[Location identification entries]
* * * *
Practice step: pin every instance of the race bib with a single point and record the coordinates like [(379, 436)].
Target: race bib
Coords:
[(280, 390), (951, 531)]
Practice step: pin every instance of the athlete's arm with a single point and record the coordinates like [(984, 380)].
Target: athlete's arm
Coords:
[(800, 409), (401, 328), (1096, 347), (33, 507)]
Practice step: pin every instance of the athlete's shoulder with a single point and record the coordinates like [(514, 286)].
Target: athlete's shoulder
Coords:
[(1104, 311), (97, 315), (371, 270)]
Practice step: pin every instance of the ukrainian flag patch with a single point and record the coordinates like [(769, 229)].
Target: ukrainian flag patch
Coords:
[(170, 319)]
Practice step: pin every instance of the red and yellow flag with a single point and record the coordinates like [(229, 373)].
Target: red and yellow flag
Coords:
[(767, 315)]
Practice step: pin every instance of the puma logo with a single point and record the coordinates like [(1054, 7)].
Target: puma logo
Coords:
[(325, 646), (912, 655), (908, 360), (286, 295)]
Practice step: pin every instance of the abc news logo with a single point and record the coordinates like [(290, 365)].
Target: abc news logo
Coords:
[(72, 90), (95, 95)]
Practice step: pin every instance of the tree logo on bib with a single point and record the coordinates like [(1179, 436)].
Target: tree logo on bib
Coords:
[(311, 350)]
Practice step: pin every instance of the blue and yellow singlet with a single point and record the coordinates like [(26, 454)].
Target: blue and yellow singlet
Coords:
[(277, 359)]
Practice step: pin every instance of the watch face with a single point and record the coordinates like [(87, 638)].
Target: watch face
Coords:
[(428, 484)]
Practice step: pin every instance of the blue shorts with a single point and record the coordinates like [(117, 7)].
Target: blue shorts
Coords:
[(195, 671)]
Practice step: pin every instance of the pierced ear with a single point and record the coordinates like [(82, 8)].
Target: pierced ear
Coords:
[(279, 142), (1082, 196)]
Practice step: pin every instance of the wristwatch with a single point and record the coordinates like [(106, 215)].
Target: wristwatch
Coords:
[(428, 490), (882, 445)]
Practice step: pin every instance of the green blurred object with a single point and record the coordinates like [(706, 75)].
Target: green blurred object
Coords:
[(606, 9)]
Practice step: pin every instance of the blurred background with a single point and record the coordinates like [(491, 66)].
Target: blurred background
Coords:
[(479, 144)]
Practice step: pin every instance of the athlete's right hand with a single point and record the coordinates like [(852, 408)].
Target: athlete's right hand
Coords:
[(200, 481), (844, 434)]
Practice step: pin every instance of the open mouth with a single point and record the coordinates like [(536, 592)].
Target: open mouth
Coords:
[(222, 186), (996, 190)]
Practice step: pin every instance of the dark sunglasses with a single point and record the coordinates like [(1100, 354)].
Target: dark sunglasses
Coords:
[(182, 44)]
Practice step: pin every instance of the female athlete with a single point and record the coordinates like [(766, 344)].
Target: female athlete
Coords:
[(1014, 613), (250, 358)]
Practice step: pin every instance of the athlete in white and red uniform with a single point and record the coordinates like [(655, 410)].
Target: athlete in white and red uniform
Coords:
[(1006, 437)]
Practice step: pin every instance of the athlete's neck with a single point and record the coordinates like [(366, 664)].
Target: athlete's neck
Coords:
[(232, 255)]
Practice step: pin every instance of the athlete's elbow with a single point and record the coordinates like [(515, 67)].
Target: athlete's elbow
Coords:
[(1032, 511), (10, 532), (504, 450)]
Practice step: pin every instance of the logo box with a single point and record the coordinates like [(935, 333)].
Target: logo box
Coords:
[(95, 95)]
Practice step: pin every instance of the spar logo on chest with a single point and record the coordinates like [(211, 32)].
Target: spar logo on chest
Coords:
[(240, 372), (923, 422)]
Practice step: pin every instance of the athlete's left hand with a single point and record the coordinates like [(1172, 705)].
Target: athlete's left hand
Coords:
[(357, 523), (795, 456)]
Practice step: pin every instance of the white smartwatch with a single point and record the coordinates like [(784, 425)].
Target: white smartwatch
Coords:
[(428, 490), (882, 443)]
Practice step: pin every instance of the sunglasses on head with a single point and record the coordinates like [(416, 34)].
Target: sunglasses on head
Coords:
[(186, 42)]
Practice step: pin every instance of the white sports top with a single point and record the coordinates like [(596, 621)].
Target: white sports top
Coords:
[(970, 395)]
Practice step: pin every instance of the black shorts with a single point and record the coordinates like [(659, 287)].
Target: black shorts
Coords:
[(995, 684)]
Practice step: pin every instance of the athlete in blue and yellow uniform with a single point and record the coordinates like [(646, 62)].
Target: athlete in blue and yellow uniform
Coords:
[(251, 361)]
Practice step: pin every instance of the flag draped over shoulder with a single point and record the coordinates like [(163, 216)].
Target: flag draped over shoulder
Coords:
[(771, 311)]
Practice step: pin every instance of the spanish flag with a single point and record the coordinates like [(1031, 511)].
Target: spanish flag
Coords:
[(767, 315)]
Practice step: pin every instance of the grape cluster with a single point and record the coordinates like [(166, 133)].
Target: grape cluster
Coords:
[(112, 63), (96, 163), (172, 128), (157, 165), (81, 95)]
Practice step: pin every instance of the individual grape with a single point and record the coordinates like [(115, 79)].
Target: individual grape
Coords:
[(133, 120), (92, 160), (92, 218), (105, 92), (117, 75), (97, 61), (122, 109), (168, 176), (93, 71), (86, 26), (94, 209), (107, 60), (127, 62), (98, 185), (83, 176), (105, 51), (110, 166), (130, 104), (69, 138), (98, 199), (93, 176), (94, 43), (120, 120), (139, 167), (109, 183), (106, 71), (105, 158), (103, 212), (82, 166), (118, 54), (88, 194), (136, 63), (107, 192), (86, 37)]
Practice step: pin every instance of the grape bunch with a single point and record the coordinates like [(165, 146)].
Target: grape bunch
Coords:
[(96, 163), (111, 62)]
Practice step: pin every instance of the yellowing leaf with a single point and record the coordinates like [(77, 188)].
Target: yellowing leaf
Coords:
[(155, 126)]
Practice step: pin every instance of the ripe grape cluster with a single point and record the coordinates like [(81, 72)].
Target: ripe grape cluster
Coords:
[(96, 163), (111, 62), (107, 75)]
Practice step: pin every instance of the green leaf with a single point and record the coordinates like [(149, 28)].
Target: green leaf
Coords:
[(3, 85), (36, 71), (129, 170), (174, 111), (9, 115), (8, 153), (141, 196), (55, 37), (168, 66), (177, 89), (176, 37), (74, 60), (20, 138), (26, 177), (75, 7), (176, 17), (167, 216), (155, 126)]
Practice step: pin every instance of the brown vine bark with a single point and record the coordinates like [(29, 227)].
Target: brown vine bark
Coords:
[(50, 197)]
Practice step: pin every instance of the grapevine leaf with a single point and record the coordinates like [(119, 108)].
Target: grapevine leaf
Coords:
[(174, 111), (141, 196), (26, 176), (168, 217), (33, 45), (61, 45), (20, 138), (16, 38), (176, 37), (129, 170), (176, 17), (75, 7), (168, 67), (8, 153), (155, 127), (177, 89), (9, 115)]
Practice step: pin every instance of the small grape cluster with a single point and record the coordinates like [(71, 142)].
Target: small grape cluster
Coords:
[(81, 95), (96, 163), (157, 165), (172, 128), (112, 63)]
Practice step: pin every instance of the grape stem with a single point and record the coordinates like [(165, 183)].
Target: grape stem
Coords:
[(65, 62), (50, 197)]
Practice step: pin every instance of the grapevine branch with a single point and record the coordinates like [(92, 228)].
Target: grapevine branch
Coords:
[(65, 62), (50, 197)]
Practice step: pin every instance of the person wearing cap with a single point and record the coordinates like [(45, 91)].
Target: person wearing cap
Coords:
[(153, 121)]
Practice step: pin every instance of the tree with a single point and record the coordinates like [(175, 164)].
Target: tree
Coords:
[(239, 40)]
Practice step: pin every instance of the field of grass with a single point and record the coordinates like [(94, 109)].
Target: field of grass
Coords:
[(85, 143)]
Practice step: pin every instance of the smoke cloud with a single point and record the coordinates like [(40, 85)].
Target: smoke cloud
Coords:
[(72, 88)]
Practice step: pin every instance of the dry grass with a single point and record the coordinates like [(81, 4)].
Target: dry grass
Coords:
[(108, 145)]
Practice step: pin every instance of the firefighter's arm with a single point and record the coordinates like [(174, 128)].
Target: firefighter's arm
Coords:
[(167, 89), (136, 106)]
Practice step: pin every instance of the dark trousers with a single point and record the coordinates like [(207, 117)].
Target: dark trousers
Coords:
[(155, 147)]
* * * *
#### The problem
Could you rewrite everything from the start of the items down through the line containing "[(279, 142), (1082, 196)]", with each "Coords" changed to "Points" and all else left as it is?

#### Exercise response
Practice step: pin every instance of the race bib with a single point and record the coordinates like [(379, 436)].
Target: race bib
Points:
[(280, 390), (951, 531)]
Practice step: pin every instance of the athlete's arm with a single point and record the coordinates like [(984, 380)].
Target: athlete's arm
Points:
[(800, 409), (401, 328), (1096, 347), (33, 507)]
Practice step: pin every instance of the athlete's shoulder with a single point and record the coordinates like [(514, 286)].
Target: athlete's shoulder
Points:
[(1104, 311), (97, 315), (371, 270)]
Practice step: pin every instance of the ukrainian flag patch with a single point and record the coordinates like [(769, 229)].
Target: ukrainian flag patch
Points:
[(170, 319)]
Practice step: pin every instance of the red and yellow flag with a single point and record the coordinates like [(229, 373)].
Target: red and yellow flag
Points:
[(767, 315)]
Practice step: pin every instance of the puma logo with a single point and record the coordinates like [(1054, 7)].
Target: puma logo
Points:
[(325, 646), (912, 655), (908, 360), (286, 295)]
Practice step: pin every instance of the abc news logo with a single point and record the coordinates like [(290, 365)].
Target: abc news logo
Points:
[(72, 90), (95, 95)]
Practice step: pin every instance of the tree logo on bib with a single point and record the coordinates like [(1179, 436)].
Target: tree logo on bib
Points:
[(311, 350)]
Practice step: pin every instance of the blue and yellow singlet with a single point and record the coordinates like [(26, 454)].
Target: blue and yellow singlet
Points:
[(277, 359)]
Practice step: pin every instance of the watch face with a single point and record the coordinates like [(87, 638)].
Target: watch face
Points:
[(428, 484)]
Practice step: pin every instance of the blue shorts with a single point and record the coordinates like [(117, 7)].
Target: blue shorts
Points:
[(195, 671)]
Practice step: pin every instance of the pierced ear with a single point and record the coordinates like [(82, 8)].
Target: pierced ear
Points:
[(279, 142), (1082, 196)]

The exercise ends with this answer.